SOURCE DOCUMENT:
______

So I get out of my therapist’s office and back into my car to continue with my audio book on the drive home and… Dr. Sadeghi credits his philosophy and entire practice to the 1960’s psychoanalyst, Wilfred Bion! Funny coincidence? Or God-Wink. 😉
Also mentioned by Dr. Sadeghi, the Lao Tsu teachings of the vessel, which in all honesty after reading and studying the I Ching for how many years, I never did quite get! “Be an empty vessel.” What?! “An empty vessel is beneficial in what it is, and useful in what it is not.” Again, what!? The vessel is a container, to contain and hold what it needs and let go of what is not, useful to be empty and able to be filled. So in writing this, I find that I need to work on this one still, I did understand it at the time. Clearly, it needs to be processed some more by my western mind. I’m hoping Clarity will give me some clarity! Haha!
The other key thing that may be so monumental to me is the word Love. After hearing this, and thinking I got it all this time, and even by others that I don’t think “got it,” it was suddenly a light bulb moment there in my car in Beverly Hills. I thought that I have “loved myself,” I truly like who I am. I thought that when people say you have to be good in yourself, I always answer, but why can’t I also have someone?!
I have had a Love tattoo with infinity sign saved on my computer and as my desktop-wallpaper for years. I mean years. I saved it to my vision board as a symbol of what I wanted. I wanted the love of my life, then we would go get cute tattoos, or at least I would go get the cute tattoo because I had found my Love. I was ignoring the infinity symbol. It was just cute. Last night, I was also looking at Buddhist symbols and saw the infinity, thinking, but I have an infinity necklace I actually made, didn’t make a connection, so what?! As I’m listening to Dr. Sadeghi’s introduction to his book, his why, he says his lab partner talked to him after his cancer diagnosis and said the Love is within him, the Love to cure his cancer. It was Dr. Sadeghi’s life-changing moment, and perhaps mine. This time, I got it. Within a split-second, Dr. Sedeghi said it was also a split-second change for him, I knew that I had the Love I wanted within me. I don’t need someone else to fill it in me. I have it myself. I’d still like to find someone else to love, but because I have so much love. I can fill my own vessel, and someone else’s. And in the split-second, I suddenly did not feel so lonely! For the first moment in years! I also immediately thought of the love tattoo I’ve been staring at for years! Dr. Sadeghi wrote the word Love on the inside of his thumb everyday to remind him, and I have literally wanted it tattooed to my wrist, not to remind me of my own love but of a love from someone else… but I had it backwards! Epiphany!

______

RECORD EXTRACTS:
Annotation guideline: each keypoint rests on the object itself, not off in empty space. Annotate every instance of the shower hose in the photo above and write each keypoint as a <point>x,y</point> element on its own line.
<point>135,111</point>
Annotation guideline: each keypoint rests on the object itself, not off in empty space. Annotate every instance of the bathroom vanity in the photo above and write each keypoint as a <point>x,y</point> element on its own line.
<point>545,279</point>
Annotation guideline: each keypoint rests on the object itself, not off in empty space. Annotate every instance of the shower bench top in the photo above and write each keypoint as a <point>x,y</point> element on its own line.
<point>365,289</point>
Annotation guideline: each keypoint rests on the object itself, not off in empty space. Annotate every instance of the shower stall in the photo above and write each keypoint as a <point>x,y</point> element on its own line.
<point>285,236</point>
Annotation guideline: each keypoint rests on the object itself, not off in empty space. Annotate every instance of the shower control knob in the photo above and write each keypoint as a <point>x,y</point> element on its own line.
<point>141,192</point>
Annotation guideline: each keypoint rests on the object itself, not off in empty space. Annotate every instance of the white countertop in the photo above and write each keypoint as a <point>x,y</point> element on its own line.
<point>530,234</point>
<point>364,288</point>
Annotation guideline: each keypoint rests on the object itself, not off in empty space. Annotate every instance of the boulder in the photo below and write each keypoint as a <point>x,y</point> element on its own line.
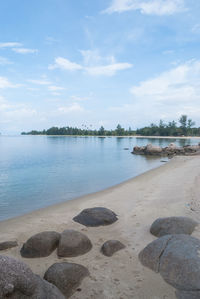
<point>96,217</point>
<point>8,244</point>
<point>66,276</point>
<point>177,259</point>
<point>111,246</point>
<point>173,225</point>
<point>46,290</point>
<point>150,255</point>
<point>17,281</point>
<point>40,245</point>
<point>15,275</point>
<point>73,243</point>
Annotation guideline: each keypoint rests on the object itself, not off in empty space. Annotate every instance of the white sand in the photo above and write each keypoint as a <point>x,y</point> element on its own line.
<point>170,190</point>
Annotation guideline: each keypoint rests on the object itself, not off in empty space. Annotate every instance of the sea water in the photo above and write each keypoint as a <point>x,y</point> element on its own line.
<point>38,171</point>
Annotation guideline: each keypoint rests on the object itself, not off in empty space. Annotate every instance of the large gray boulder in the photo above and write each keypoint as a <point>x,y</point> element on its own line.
<point>17,281</point>
<point>66,276</point>
<point>177,259</point>
<point>96,217</point>
<point>150,255</point>
<point>73,243</point>
<point>111,246</point>
<point>8,244</point>
<point>173,225</point>
<point>40,245</point>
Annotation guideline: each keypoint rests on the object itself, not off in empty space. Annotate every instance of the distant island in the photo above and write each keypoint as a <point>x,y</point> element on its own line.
<point>185,128</point>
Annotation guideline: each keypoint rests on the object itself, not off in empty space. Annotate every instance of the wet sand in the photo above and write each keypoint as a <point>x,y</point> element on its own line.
<point>171,190</point>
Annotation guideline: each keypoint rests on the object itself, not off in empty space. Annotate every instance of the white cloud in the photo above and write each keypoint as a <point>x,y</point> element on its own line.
<point>179,84</point>
<point>93,64</point>
<point>72,108</point>
<point>24,50</point>
<point>108,70</point>
<point>39,82</point>
<point>65,64</point>
<point>149,7</point>
<point>165,96</point>
<point>14,112</point>
<point>10,45</point>
<point>5,83</point>
<point>196,28</point>
<point>79,99</point>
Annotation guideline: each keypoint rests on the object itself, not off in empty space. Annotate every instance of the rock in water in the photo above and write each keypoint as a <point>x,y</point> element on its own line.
<point>96,217</point>
<point>66,276</point>
<point>177,259</point>
<point>173,225</point>
<point>40,245</point>
<point>17,281</point>
<point>73,243</point>
<point>111,246</point>
<point>8,244</point>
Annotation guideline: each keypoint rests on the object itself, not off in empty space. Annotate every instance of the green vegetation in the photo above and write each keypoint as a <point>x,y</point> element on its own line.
<point>186,128</point>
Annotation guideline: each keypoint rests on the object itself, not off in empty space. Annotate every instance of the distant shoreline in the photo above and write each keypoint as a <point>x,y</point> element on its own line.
<point>169,190</point>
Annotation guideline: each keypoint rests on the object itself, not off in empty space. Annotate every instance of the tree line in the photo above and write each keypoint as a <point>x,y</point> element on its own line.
<point>185,128</point>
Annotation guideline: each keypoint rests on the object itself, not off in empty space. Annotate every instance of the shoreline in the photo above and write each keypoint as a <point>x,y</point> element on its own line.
<point>110,136</point>
<point>171,189</point>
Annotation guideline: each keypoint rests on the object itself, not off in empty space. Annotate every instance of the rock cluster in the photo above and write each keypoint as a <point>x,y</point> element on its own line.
<point>66,276</point>
<point>61,280</point>
<point>17,281</point>
<point>40,245</point>
<point>8,244</point>
<point>175,255</point>
<point>170,150</point>
<point>173,225</point>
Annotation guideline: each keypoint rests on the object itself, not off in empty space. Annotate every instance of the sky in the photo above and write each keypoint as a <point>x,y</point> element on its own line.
<point>98,63</point>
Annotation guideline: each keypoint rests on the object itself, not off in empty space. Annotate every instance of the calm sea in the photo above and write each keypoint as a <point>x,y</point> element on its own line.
<point>38,171</point>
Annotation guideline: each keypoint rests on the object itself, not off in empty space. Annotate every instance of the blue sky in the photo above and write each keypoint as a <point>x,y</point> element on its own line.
<point>103,62</point>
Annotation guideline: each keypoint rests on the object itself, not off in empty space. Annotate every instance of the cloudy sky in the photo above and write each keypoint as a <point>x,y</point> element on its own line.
<point>101,62</point>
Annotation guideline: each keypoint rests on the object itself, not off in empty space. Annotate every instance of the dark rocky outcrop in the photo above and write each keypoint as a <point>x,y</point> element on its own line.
<point>177,259</point>
<point>96,217</point>
<point>40,245</point>
<point>173,225</point>
<point>73,243</point>
<point>8,244</point>
<point>111,246</point>
<point>170,150</point>
<point>66,276</point>
<point>17,281</point>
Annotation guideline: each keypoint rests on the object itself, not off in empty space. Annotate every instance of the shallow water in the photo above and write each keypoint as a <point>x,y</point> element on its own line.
<point>37,171</point>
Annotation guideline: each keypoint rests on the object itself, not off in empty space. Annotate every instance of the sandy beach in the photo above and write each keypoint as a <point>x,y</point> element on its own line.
<point>171,190</point>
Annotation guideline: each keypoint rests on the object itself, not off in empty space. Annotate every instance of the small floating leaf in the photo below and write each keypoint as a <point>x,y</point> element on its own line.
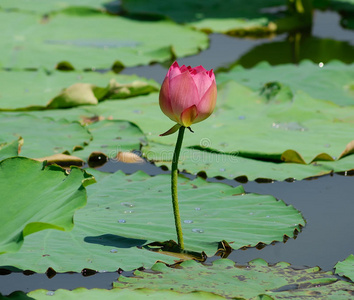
<point>35,198</point>
<point>224,278</point>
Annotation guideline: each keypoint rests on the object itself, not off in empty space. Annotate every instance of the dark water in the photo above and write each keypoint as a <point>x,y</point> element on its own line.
<point>327,203</point>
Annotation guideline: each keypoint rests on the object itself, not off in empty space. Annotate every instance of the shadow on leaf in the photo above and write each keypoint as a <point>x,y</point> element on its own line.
<point>114,241</point>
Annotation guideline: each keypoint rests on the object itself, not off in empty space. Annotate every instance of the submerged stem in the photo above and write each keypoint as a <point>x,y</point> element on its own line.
<point>174,178</point>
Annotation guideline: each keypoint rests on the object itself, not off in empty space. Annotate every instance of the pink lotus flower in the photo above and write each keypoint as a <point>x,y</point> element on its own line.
<point>187,95</point>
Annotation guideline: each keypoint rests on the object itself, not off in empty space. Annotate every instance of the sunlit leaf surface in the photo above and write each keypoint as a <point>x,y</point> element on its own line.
<point>123,212</point>
<point>35,198</point>
<point>43,136</point>
<point>258,278</point>
<point>38,90</point>
<point>127,294</point>
<point>28,41</point>
<point>346,267</point>
<point>9,149</point>
<point>112,137</point>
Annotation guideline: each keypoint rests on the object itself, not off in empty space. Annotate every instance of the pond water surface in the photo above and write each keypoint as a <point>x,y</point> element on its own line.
<point>326,202</point>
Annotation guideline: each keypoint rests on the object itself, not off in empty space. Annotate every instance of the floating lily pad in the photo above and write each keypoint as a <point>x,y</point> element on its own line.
<point>346,267</point>
<point>112,137</point>
<point>128,211</point>
<point>241,168</point>
<point>233,16</point>
<point>82,293</point>
<point>9,149</point>
<point>29,41</point>
<point>241,282</point>
<point>45,7</point>
<point>43,136</point>
<point>296,49</point>
<point>24,90</point>
<point>35,198</point>
<point>333,81</point>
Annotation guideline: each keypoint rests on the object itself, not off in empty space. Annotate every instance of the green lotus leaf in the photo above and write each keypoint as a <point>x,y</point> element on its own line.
<point>113,41</point>
<point>9,149</point>
<point>24,90</point>
<point>43,136</point>
<point>35,197</point>
<point>82,293</point>
<point>112,137</point>
<point>346,267</point>
<point>128,211</point>
<point>224,278</point>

______

ASSIGNMENT: In the text about the Love tattoo, what did Dr. Sadeghi write on the inside of his thumb every day?

ANSWER TO THE EXERCISE: The word Love.